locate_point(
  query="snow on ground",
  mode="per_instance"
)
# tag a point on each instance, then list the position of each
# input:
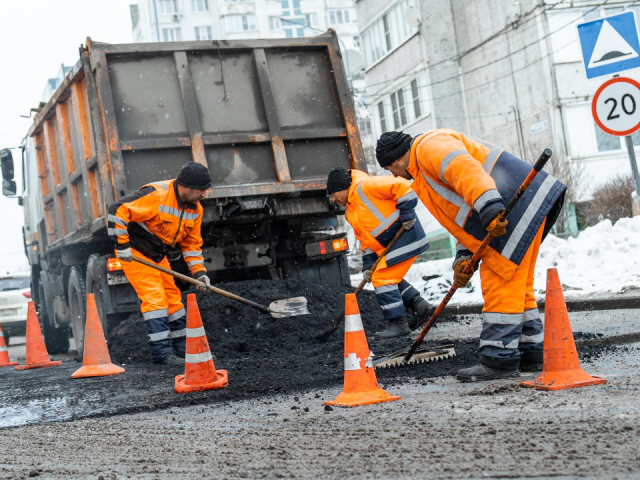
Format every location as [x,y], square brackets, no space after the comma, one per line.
[603,258]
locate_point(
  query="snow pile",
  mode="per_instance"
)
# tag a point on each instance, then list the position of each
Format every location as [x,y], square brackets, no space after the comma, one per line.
[603,258]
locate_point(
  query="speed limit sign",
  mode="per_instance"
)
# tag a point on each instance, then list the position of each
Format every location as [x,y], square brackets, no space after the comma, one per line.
[616,106]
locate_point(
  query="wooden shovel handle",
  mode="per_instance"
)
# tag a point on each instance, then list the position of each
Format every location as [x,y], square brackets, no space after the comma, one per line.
[198,283]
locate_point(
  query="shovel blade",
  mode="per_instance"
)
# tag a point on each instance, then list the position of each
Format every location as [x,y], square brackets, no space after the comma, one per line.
[289,307]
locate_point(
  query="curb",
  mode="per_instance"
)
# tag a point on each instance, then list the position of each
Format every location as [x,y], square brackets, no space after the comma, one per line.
[573,305]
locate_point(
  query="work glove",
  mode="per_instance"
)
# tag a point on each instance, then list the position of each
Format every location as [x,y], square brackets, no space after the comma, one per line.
[408,225]
[497,227]
[460,279]
[367,274]
[204,278]
[124,255]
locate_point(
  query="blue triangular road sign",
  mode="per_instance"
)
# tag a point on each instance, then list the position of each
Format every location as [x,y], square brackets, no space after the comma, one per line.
[610,45]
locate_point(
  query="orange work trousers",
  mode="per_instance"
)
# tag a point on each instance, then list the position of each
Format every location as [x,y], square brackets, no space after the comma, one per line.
[511,322]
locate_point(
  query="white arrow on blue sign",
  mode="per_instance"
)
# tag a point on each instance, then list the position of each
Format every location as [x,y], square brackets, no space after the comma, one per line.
[610,45]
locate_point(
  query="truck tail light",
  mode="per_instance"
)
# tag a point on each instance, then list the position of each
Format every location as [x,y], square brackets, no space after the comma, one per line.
[113,265]
[327,247]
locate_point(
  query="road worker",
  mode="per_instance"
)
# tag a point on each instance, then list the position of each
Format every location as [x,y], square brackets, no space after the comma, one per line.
[148,224]
[466,183]
[376,209]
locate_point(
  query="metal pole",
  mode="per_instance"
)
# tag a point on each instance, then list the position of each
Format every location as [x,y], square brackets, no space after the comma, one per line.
[634,166]
[155,11]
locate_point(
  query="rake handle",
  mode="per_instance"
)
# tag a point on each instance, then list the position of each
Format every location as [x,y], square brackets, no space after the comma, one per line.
[470,267]
[340,316]
[198,283]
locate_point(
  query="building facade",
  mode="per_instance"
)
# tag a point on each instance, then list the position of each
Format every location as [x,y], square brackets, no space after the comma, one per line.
[184,20]
[503,70]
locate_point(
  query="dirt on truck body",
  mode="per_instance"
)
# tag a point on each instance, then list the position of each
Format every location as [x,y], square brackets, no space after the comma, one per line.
[269,118]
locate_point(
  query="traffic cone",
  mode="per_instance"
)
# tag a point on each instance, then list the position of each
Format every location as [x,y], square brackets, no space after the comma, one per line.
[96,361]
[37,355]
[561,365]
[5,361]
[360,383]
[199,370]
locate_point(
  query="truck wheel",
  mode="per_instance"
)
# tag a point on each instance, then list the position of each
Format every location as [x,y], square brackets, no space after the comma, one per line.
[55,339]
[77,297]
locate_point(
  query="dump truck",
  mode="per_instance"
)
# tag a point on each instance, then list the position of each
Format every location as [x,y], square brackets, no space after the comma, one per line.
[269,118]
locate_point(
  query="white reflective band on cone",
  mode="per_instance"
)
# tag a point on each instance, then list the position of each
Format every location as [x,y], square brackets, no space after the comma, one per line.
[352,362]
[353,323]
[195,332]
[197,357]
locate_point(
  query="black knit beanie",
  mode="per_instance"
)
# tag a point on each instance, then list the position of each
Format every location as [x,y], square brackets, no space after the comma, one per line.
[194,175]
[339,179]
[391,146]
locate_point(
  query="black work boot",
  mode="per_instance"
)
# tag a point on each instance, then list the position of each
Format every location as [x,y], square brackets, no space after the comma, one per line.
[490,369]
[397,327]
[531,361]
[171,360]
[420,311]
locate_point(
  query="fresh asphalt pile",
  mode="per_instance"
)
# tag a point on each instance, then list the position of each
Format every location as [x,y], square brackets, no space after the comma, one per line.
[264,355]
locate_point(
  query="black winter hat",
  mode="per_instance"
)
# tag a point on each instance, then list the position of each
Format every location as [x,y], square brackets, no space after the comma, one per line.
[194,175]
[339,179]
[391,146]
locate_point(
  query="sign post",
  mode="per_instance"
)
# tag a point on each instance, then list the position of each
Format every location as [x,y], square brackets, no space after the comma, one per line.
[616,110]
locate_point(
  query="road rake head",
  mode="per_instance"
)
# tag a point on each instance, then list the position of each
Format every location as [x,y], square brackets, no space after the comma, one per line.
[422,355]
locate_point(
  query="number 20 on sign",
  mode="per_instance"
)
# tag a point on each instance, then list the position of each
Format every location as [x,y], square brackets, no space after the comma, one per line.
[616,106]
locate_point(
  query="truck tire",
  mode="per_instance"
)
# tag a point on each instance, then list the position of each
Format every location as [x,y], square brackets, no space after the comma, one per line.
[77,297]
[55,339]
[333,270]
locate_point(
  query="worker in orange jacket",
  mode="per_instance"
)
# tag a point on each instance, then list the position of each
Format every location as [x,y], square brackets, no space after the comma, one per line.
[149,224]
[465,183]
[376,209]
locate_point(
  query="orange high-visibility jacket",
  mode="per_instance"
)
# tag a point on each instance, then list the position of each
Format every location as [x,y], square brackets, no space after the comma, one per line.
[455,176]
[376,208]
[154,219]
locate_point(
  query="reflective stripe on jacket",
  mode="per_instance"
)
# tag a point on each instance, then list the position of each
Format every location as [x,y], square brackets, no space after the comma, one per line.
[376,208]
[153,219]
[455,176]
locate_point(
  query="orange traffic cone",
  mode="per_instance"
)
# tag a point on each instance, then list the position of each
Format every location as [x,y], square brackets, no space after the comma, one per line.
[37,355]
[5,361]
[561,366]
[199,370]
[96,361]
[360,383]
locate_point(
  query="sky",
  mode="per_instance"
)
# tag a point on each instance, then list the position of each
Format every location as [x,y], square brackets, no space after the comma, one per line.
[36,36]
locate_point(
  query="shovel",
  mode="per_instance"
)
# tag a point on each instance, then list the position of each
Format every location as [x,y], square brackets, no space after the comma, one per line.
[289,307]
[323,337]
[405,358]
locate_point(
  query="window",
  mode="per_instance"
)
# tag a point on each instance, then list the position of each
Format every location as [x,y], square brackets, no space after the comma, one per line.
[397,107]
[387,33]
[275,23]
[240,23]
[169,6]
[341,16]
[403,106]
[383,121]
[416,98]
[312,19]
[171,35]
[200,5]
[203,33]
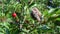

■ ■ ■ ■ ■

▸ **DIRECTION**
How many lines of the listing above contain the word "rake"? Reply with the number only.

▸ **RESPONSE TO THIS EXERCISE**
2